GIVEN TASK 1 = Filter the entries below, keeping only the lines that contain the string "rocky". Copy each retained line unchanged.

TEXT PASSAGE =
_ _ _ _
Five Days in July is the fifth studio album by Canadian country-rock band Blue Rodeo. It was released by WEA on October 26, 1993 in Canada and Discovery Records on September 27, 1994 in the United States. The band's most commercially successful album, it has been certified six times platinum as of 2008.

The album was recorded on singer/guitarist Greg Keelor's farm in Southern Ontario in July 1993. While the band originally intended for the recordings to serve only as demos, they found that the songs had a warmth and spontaneity that warranted releasing the collection as an album. Guest musicians on the album include Sarah McLachlan, Colin Linden and Anne Bourne. This album was keyboardist James Gray's first album with the band.

This album is supposed to be a tribute to the Harvest-era Neil Young sound. "5 Days in May", "Hasn't Hit Me Yet" and "Bad Timing" were notable hit singles for the band.
_ _ _ _
DATA ROWS =
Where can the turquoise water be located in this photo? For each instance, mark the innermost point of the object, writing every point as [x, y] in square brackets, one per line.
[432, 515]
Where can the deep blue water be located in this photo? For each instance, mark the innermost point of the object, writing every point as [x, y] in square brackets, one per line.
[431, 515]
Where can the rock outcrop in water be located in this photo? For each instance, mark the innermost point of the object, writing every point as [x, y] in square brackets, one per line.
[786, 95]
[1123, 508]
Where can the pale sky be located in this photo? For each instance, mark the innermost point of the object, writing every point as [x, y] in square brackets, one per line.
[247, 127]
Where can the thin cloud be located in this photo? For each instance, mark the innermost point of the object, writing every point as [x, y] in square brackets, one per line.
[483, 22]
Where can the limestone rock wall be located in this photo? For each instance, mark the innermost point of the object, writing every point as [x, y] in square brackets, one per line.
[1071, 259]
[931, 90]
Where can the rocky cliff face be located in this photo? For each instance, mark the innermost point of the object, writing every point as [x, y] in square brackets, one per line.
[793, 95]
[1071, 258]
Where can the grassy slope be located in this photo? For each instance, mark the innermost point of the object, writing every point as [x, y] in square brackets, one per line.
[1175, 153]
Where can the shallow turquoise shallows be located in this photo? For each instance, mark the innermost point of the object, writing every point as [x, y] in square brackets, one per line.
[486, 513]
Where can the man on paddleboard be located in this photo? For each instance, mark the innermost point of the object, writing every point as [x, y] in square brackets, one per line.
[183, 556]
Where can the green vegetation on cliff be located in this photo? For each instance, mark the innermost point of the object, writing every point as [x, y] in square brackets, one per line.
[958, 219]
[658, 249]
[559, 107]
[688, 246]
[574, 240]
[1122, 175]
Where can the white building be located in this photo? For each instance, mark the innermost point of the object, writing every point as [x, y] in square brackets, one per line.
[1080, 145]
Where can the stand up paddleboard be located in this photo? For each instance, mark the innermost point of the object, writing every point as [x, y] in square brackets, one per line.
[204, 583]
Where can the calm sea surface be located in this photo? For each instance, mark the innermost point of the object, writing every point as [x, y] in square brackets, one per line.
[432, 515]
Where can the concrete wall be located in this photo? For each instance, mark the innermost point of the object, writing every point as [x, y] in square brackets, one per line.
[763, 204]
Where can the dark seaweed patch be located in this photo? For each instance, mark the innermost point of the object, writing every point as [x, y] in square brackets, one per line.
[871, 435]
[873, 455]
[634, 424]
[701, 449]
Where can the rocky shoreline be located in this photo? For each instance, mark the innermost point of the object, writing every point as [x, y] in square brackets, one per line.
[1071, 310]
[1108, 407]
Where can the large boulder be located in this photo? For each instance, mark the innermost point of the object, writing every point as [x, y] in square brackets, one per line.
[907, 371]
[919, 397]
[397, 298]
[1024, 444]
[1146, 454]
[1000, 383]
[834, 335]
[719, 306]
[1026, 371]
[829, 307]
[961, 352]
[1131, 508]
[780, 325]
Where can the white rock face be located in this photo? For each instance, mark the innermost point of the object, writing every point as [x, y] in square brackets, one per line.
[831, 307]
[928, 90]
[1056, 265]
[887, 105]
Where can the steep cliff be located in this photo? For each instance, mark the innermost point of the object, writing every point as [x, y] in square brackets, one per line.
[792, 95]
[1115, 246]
_ _ _ _
GIVEN TASK 2 =
Answer the following questions using the passage on the album Five Days in July.
(a) On what date, and by which label, was the album released in the United States?
(b) Which keyboardist made his first album with the band on this record?
(c) The album is meant as a tribute to the sound of which era of Neil Young's work?

COMPLETE RESPONSE 1 =
Where can the rocky cliff face be located in this photo? For each instance, mark the innermost point of the object, writing every point as [x, y] in square brackets, one per line.
Where can the rocky shoreline be located in this photo? For each instance, mark the innermost point of the object, writing every point as [x, y] in square brackets, one per line.

COMPLETE RESPONSE 2 =
(a) September 27, 1994, by Discovery Records.
(b) James Gray.
(c) The Harvest era.